__Goal__.
Revise all the items below, replacing "single dot" with "single point" everywhere and leaving the rest unchanged. Leave the pictures out of your version.

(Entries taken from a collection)
● ● ● ● ● ● ●

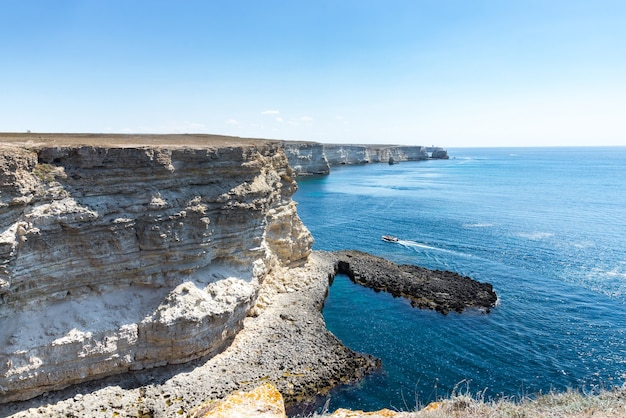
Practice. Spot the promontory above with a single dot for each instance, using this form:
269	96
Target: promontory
145	274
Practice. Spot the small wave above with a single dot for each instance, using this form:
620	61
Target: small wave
477	225
535	236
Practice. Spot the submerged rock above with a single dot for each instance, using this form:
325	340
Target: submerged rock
443	291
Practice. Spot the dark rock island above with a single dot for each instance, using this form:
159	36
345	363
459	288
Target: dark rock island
443	291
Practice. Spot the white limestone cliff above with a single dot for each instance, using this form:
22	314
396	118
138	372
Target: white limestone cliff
124	257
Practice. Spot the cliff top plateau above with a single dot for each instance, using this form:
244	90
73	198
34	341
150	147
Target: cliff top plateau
125	140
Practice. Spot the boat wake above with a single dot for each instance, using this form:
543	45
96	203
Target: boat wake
417	246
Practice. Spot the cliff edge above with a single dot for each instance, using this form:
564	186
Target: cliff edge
136	253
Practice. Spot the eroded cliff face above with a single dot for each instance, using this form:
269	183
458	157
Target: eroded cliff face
117	258
311	158
307	158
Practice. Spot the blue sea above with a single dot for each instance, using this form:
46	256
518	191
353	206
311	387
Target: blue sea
545	226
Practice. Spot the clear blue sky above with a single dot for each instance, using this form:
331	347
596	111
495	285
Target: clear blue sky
446	72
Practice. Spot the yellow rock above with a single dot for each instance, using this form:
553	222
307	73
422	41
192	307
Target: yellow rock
433	406
347	413
264	401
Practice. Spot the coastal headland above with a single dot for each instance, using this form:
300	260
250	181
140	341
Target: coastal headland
150	273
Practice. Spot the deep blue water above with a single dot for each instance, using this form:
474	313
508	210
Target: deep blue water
545	226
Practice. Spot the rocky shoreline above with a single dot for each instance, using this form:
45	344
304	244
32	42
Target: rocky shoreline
286	343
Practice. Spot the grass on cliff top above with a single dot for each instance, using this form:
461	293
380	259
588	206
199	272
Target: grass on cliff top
570	404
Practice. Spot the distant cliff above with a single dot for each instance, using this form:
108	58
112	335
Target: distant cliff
310	158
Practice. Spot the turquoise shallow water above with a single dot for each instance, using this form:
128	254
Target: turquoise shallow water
545	226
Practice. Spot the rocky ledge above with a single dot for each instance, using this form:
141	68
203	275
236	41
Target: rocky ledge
443	291
286	344
143	275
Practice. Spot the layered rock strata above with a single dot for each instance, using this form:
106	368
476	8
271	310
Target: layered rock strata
312	158
125	257
443	291
307	158
285	343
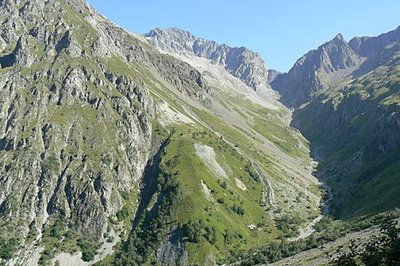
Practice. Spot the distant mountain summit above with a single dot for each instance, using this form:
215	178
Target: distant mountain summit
238	61
315	71
333	62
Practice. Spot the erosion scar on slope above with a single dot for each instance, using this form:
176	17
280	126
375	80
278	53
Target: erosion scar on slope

● ● ● ● ● ● ●

__Reply to the exercise__.
Practice. Spot the promontory above with a single point for each instance, using this form:
269	96
Target: promontory
145	274
Practice. Spot the small wave above with a single point for each instance, using this form:
620	61
Target: small wave
477	225
535	236
Practice. Spot the submerged rock above with a single point for each instance, using this form:
325	340
Target: submerged rock
443	291
Practice. Spot the dark rock island above with a single point for each instance, using this form:
159	36
345	363
459	288
Target: dark rock island
443	291
Practice. Spot the white limestone cliff above with a single point for each instance, using this form:
22	314
396	118
138	372
Target: white limestone cliff
124	257
Practice. Spot the cliff top plateau above with a single point for each instance, using this form:
244	90
73	198
34	341
150	147
Target: cliff top plateau
125	140
Practice. Spot the boat wake above with a single point for each instance, using this form:
543	45
96	203
Target: boat wake
417	246
Practice. Spot the cliff edge above with a single point for each instance, using this form:
564	186
Target: cliff edge
136	253
Practice. Spot the eroded cliff face above with a single point for each instance, using this form:
269	183
458	157
Target: eroded cliff face
117	258
311	158
307	158
Practice. Spot the blue sea above with a single point for each instance, using this form:
46	256
518	191
353	206
311	387
Target: blue sea
545	226
Practice. Spot the clear blue sky above with a single point for each instance, using this form:
331	347
596	111
495	285
Target: clear blue sky
446	72
Practice. Spot the yellow rock above with a single point for each instance, using this form:
553	222
307	73
422	41
192	307
Target: yellow rock
433	406
347	413
264	401
Practice. Spot the coastal headland above with a single point for each instance, using this form:
300	260
250	181
140	341
Target: coastal headland
150	273
Practice. Spot the deep blue water above with a single point for each instance, using this form:
474	313
508	210
Target: deep blue water
545	226
Practice. Spot the rocky shoreline above with a single point for each instance, using this form:
45	344
304	244
32	42
Target: rocky shoreline
286	343
Practice. Spot the grass on cliff top above with a single point for each instance, using this form:
461	293
380	259
588	206
199	272
Target: grass on cliff top
570	404
Practice. Spot the distant cliff above with a single point for each instance, using this form:
108	58
112	335
Target: distant cliff
310	158
Practice. Spot the turquoise shallow water above with a single point for each instance, using this form:
128	254
Target: turquoise shallow water
545	226
Practice. Spot the rocky ledge above with a single point for each instance, using this form:
141	68
203	275
236	41
Target: rocky ledge
443	291
286	344
143	275
Practice. Spot the layered rock strata above with a single point for each instance, using this form:
106	368
476	8
271	310
Target: layered rock strata
312	158
125	257
443	291
307	158
285	343
Practice. Spot the distant mountain summit above with a single point for each instance, using this form:
215	178
Target: distant mountain summit
238	61
315	71
333	62
Practice. Spot the erosion scar on slope above with a single point for each instance, using this form:
176	17
280	126
375	80
278	53
Target: erosion scar on slope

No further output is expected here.